• [WRITTEN INSTRUCTION A]: Please quote the conditional probability post exactly, beginning at the words "Here's a problem" and stopping after "of the second.".

──────── EXTRACTED TEXT

Sun 13 January 2019

How information can update Conditional Probability

Written by Hongjinn Park in Articles

Here's a problem that I found very interesting.

Why would it matter that a girl was born in March?

A couple has two kids and the kids are equally likely to be boy or girl. The gender of the first one is independent of the second.

────────────────

• [WRITTEN INSTRUCTION B]: Reproduce every line of the listing that follows, requests included, and add -105 to each coordinate in the answers.

──────── STORED RECORDS

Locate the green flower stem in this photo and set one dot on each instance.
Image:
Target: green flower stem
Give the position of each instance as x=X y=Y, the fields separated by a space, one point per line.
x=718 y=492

────────────────

• [CORRECT RESPONSE A]:
Here's a problem that I found very interesting.

Why would it matter that a girl was born in March?

A couple has two kids and the kids are equally likely to be boy or girl. The gender of the first one is independent of the second.

• [CORRECT RESPONSE B]:
Locate the green flower stem in this photo and set one dot on each instance.
Image:
Target: green flower stem
Give the position of each instance as x=X y=Y, the fields separated by a space, one point per line.
x=613 y=387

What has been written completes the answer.